What to work on. Locate the line with "of the decorative" in the material. Copy that line and each one after it, through the last, exactly and with nothing else.

Stored records
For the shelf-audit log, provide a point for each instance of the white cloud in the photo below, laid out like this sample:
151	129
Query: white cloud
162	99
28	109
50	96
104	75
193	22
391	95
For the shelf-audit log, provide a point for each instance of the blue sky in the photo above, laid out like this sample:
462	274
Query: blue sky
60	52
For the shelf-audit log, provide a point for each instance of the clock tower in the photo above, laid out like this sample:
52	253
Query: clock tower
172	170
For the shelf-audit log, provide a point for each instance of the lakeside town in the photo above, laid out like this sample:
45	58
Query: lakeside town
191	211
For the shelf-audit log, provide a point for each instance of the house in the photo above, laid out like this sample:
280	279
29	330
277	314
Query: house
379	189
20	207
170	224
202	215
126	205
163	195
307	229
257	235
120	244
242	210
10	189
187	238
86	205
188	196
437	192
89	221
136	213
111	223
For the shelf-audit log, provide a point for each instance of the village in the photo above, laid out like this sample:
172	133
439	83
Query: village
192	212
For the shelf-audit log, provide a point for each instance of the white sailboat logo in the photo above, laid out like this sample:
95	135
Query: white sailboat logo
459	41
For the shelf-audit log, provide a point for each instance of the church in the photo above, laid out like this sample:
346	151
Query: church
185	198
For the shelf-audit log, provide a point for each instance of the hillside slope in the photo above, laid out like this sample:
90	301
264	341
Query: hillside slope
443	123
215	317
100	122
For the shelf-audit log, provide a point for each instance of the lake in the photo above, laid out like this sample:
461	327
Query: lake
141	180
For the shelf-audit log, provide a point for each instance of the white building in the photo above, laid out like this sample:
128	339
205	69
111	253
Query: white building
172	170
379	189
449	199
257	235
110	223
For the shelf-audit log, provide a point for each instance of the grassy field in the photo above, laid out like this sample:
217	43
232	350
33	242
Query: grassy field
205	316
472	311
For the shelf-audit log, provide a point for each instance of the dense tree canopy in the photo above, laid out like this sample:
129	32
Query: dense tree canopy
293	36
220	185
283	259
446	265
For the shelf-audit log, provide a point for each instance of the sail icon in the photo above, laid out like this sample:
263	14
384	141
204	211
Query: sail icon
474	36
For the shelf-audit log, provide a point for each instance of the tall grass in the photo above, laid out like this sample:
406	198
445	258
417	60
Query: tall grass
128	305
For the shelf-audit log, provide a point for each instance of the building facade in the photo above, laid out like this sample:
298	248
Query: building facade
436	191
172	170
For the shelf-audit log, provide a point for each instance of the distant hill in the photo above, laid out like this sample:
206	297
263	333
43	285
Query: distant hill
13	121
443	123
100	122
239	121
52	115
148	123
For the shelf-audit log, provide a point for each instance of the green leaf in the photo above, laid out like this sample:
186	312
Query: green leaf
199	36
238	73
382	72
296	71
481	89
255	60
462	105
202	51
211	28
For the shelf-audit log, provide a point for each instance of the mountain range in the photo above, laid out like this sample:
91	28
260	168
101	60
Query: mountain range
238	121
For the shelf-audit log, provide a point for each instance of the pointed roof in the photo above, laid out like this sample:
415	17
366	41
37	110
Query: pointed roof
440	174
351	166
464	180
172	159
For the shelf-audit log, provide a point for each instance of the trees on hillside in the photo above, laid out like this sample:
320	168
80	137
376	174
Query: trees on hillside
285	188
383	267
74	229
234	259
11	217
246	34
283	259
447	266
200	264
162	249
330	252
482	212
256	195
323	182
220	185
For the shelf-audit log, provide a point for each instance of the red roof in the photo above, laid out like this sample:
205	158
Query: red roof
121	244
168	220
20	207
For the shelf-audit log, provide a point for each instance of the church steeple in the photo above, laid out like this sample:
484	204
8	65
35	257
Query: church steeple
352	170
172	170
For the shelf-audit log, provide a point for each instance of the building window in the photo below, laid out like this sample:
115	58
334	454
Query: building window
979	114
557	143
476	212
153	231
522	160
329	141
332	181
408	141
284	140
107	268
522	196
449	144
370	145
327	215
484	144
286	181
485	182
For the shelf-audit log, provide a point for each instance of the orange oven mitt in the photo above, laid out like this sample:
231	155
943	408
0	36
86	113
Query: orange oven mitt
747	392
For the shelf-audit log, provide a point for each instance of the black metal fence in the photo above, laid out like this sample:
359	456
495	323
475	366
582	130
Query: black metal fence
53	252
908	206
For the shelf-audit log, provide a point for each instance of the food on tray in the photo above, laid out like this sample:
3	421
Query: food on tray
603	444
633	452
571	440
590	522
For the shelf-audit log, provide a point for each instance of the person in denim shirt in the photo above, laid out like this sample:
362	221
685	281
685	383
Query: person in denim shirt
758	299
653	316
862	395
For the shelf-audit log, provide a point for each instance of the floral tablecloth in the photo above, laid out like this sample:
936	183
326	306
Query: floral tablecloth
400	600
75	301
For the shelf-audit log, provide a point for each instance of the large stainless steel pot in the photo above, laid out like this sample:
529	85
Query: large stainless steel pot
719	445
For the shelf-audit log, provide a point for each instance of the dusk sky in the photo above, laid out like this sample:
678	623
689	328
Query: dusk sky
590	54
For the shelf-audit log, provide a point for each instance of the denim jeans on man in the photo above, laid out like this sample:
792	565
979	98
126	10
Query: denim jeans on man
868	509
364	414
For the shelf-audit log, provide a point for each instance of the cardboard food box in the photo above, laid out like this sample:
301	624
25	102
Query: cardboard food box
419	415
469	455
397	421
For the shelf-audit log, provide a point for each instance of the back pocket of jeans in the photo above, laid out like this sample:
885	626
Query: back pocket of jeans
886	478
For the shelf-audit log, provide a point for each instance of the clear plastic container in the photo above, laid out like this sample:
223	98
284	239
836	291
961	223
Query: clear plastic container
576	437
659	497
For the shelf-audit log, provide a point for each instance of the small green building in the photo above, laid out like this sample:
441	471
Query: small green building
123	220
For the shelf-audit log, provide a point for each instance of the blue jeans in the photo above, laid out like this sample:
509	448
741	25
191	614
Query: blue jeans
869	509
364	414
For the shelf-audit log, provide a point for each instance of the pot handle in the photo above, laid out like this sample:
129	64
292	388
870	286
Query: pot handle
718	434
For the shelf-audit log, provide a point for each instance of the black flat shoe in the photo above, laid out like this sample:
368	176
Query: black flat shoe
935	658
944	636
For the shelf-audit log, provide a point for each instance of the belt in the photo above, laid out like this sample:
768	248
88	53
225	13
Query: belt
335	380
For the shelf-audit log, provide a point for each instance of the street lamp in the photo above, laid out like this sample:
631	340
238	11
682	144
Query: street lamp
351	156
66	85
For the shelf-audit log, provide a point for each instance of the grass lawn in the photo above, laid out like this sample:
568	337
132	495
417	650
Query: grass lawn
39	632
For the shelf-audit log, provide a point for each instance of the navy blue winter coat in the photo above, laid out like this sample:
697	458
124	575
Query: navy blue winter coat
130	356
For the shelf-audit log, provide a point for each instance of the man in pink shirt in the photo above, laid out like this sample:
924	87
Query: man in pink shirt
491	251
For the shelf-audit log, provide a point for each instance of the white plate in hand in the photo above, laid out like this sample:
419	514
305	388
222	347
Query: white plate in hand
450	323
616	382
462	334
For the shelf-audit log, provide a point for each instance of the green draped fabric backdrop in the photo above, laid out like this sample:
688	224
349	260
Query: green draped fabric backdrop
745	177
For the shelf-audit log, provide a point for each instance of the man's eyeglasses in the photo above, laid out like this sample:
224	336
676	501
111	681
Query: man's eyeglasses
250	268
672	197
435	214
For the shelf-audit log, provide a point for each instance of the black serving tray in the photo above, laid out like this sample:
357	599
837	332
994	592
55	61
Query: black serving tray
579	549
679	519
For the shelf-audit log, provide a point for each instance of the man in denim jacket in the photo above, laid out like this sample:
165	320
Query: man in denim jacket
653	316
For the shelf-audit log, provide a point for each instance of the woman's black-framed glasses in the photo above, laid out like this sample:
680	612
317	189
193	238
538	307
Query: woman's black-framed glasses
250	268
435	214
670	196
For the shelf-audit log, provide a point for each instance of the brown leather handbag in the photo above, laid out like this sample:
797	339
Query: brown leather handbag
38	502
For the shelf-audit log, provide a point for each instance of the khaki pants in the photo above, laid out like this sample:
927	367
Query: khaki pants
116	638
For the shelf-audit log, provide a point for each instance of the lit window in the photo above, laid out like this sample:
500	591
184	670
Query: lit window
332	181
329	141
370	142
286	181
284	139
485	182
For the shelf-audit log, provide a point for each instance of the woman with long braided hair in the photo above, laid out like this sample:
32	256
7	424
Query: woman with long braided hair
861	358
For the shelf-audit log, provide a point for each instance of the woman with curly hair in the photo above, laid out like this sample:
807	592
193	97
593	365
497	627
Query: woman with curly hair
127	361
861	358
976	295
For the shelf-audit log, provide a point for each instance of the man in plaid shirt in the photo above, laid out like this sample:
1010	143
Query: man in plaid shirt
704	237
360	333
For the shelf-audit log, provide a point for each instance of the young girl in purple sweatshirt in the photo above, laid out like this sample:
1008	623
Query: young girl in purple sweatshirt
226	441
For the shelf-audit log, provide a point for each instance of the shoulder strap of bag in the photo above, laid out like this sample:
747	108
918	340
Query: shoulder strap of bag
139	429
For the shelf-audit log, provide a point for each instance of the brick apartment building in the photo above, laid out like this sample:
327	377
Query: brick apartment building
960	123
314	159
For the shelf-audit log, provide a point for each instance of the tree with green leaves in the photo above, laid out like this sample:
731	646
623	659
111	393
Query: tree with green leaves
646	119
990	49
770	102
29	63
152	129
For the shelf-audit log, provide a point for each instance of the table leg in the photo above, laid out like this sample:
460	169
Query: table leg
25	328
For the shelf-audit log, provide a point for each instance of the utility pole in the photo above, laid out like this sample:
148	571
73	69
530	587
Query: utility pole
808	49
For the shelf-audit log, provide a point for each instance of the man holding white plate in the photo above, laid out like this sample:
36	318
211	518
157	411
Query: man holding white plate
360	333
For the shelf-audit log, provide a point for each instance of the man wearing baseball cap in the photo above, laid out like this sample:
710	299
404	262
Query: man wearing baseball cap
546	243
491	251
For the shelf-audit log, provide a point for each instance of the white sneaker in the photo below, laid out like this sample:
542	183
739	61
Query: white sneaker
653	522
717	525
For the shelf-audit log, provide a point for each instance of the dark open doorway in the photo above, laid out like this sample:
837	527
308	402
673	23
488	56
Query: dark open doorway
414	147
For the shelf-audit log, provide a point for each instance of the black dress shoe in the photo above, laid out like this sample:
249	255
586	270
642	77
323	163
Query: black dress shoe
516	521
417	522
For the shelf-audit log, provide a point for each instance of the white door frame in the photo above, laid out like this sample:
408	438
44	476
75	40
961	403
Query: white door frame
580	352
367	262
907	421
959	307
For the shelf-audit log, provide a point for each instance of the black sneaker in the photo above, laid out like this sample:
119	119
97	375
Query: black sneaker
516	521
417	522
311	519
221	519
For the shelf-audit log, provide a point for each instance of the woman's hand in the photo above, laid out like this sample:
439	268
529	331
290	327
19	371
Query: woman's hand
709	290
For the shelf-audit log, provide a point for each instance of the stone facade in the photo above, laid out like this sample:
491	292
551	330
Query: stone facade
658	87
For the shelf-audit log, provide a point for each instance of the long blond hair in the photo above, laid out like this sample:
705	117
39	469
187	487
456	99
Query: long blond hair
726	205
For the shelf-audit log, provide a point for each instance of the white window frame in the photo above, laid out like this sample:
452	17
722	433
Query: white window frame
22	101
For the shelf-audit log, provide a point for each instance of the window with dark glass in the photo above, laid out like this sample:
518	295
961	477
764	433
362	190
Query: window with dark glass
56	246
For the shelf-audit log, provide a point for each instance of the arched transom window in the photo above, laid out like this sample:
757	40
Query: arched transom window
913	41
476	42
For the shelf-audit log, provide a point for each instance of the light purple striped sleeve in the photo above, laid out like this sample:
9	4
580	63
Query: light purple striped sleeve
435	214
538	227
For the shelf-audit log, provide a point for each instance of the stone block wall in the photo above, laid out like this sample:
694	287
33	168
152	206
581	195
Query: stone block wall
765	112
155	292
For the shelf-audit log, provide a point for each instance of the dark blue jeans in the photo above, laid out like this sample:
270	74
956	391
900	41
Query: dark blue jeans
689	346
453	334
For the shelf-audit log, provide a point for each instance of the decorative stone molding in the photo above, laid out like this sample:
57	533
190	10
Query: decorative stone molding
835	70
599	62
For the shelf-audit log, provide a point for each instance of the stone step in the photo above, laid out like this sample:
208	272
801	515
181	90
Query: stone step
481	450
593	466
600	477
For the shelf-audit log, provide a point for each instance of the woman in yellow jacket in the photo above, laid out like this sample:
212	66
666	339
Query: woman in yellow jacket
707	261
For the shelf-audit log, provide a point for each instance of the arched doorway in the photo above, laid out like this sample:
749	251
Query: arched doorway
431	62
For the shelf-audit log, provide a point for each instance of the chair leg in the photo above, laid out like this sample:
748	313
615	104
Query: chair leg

Output of the exercise.
For the shelf-audit log, provide a point for each instance of the decorative stone molding in the photo above, laid out like this sample:
57	533
190	10
Query: decorative stone molding
835	70
599	62
For the shelf-audit log, provide a point for each instance of the stone step in the photo above, laid out like this sample:
208	272
801	515
181	90
Query: stone step
481	450
593	466
600	477
For the shelf-audit log, provide a point for each instance of the woman in yellow jacket in the photo above, laid out like this sample:
212	66
666	339
Query: woman in yellow jacket
707	261
For the shelf-audit log, provide a point for each instance of the arched doorway in the photo above, laid out like this sample:
749	251
Query: arched doorway
431	62
For the shelf-audit log, provide a point for each instance of the chair leg in the photo above, laid out like this sample:
748	313
615	104
Query: chair leg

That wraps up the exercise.